Saved entries
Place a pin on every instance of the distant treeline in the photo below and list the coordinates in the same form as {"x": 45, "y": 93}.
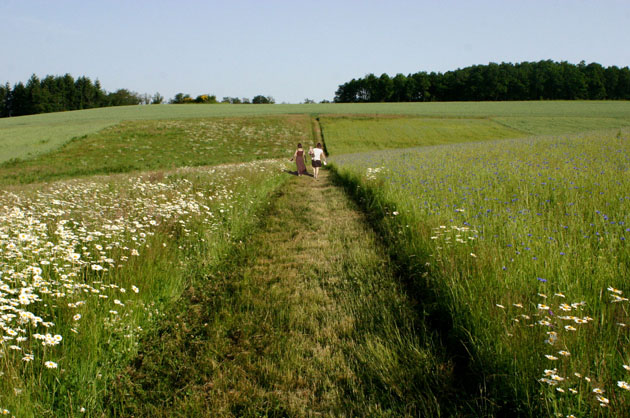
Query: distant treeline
{"x": 60, "y": 93}
{"x": 543, "y": 80}
{"x": 181, "y": 98}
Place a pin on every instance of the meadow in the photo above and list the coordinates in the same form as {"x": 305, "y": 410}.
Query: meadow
{"x": 28, "y": 136}
{"x": 164, "y": 144}
{"x": 520, "y": 249}
{"x": 504, "y": 287}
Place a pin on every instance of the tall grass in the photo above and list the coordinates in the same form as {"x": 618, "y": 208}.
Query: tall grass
{"x": 89, "y": 266}
{"x": 523, "y": 245}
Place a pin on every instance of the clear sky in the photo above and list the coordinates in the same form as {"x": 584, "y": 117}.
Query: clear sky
{"x": 293, "y": 49}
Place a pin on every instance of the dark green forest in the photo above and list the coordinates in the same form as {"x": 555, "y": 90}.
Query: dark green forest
{"x": 543, "y": 80}
{"x": 60, "y": 93}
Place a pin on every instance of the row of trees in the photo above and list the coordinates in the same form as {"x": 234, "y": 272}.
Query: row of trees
{"x": 543, "y": 80}
{"x": 60, "y": 93}
{"x": 181, "y": 98}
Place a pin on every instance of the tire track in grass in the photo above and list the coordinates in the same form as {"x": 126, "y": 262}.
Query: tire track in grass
{"x": 304, "y": 319}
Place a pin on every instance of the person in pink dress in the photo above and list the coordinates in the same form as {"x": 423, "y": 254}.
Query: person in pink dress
{"x": 298, "y": 156}
{"x": 316, "y": 159}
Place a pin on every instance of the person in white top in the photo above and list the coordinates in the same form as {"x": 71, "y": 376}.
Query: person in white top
{"x": 316, "y": 159}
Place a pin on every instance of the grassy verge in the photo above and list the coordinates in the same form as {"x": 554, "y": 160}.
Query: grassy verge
{"x": 299, "y": 320}
{"x": 519, "y": 249}
{"x": 91, "y": 266}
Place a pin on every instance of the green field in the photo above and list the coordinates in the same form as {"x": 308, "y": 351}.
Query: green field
{"x": 164, "y": 144}
{"x": 27, "y": 136}
{"x": 524, "y": 244}
{"x": 162, "y": 260}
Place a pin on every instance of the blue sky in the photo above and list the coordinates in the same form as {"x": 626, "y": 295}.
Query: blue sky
{"x": 293, "y": 50}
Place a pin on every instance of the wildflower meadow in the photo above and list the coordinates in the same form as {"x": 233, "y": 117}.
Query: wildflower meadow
{"x": 88, "y": 265}
{"x": 524, "y": 243}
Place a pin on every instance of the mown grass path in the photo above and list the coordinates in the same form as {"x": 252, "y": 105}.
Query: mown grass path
{"x": 305, "y": 319}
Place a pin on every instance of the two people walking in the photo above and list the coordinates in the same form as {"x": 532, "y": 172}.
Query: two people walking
{"x": 316, "y": 155}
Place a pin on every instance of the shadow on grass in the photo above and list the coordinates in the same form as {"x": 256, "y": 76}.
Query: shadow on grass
{"x": 475, "y": 389}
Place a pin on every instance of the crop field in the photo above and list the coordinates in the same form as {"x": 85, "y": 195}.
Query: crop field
{"x": 492, "y": 271}
{"x": 159, "y": 144}
{"x": 524, "y": 243}
{"x": 28, "y": 136}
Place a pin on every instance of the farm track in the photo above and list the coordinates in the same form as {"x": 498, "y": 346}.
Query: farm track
{"x": 306, "y": 319}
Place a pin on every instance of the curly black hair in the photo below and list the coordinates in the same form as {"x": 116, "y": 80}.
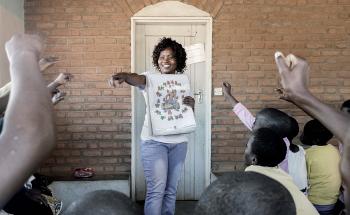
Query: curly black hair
{"x": 179, "y": 52}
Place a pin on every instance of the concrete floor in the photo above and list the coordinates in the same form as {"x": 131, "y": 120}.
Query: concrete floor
{"x": 185, "y": 207}
{"x": 182, "y": 207}
{"x": 68, "y": 191}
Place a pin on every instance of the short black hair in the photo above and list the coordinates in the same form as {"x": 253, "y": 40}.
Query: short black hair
{"x": 315, "y": 133}
{"x": 294, "y": 128}
{"x": 245, "y": 193}
{"x": 268, "y": 147}
{"x": 278, "y": 121}
{"x": 179, "y": 52}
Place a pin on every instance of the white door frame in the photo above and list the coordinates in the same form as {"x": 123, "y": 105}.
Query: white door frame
{"x": 207, "y": 21}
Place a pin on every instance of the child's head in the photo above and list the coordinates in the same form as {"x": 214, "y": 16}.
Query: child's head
{"x": 345, "y": 107}
{"x": 315, "y": 133}
{"x": 276, "y": 120}
{"x": 245, "y": 193}
{"x": 294, "y": 128}
{"x": 265, "y": 148}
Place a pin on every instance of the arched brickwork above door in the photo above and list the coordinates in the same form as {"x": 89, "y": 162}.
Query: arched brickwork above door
{"x": 130, "y": 7}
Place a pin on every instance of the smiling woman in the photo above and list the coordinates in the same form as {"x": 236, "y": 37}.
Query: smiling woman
{"x": 163, "y": 157}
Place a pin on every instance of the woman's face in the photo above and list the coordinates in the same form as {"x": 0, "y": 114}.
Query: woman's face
{"x": 167, "y": 62}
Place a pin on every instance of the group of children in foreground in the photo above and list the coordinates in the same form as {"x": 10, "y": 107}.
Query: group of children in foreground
{"x": 314, "y": 171}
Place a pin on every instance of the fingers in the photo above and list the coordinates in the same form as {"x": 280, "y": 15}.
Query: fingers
{"x": 281, "y": 62}
{"x": 52, "y": 59}
{"x": 68, "y": 76}
{"x": 188, "y": 100}
{"x": 111, "y": 82}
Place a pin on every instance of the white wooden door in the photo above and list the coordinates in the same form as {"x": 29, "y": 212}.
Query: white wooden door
{"x": 193, "y": 179}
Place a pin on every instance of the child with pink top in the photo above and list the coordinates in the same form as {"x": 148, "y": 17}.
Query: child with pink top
{"x": 284, "y": 125}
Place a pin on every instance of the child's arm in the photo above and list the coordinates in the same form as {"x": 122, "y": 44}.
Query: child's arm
{"x": 132, "y": 79}
{"x": 295, "y": 90}
{"x": 240, "y": 110}
{"x": 28, "y": 134}
{"x": 4, "y": 97}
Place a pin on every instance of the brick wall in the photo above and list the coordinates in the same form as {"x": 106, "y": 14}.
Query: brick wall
{"x": 92, "y": 37}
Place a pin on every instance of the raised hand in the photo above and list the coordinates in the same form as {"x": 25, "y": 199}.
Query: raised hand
{"x": 188, "y": 100}
{"x": 57, "y": 97}
{"x": 294, "y": 78}
{"x": 46, "y": 62}
{"x": 63, "y": 78}
{"x": 120, "y": 77}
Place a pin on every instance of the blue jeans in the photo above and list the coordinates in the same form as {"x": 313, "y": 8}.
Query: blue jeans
{"x": 325, "y": 209}
{"x": 162, "y": 165}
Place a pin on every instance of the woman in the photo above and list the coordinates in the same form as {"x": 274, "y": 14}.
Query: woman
{"x": 162, "y": 156}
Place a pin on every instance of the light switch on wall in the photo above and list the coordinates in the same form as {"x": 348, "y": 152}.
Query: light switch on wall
{"x": 218, "y": 91}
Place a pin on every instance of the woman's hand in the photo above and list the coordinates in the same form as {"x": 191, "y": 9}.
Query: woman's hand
{"x": 120, "y": 77}
{"x": 188, "y": 100}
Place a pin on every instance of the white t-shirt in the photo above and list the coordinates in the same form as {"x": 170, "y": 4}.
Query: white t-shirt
{"x": 146, "y": 130}
{"x": 297, "y": 168}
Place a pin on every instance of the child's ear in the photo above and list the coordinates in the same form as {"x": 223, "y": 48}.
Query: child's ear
{"x": 254, "y": 160}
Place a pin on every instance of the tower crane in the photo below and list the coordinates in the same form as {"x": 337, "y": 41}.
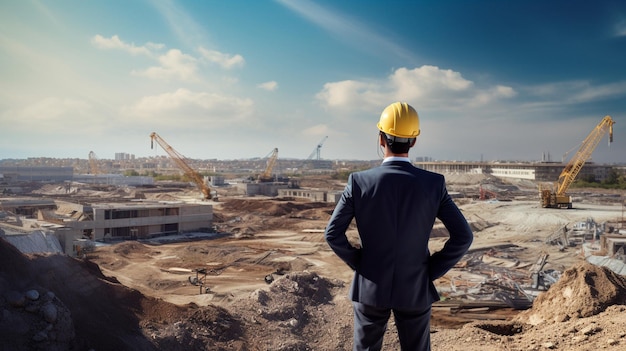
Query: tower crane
{"x": 266, "y": 176}
{"x": 318, "y": 148}
{"x": 557, "y": 197}
{"x": 180, "y": 161}
{"x": 93, "y": 163}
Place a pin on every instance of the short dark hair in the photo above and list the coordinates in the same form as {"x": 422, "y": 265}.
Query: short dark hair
{"x": 396, "y": 144}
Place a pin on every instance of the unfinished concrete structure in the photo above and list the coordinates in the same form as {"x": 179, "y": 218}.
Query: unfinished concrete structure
{"x": 541, "y": 171}
{"x": 73, "y": 223}
{"x": 147, "y": 220}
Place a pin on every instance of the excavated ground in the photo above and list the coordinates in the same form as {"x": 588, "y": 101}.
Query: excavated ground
{"x": 270, "y": 282}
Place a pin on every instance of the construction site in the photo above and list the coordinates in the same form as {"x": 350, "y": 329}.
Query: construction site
{"x": 238, "y": 261}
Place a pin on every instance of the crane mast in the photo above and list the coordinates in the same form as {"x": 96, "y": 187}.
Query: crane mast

Aim of the exercise: Reproduce each line from the data that has "mast" in it.

Task response:
Place a pin on every instance of the crane mast in the photo above and list the coordinates in the same form as {"x": 96, "y": 187}.
Query: crane mast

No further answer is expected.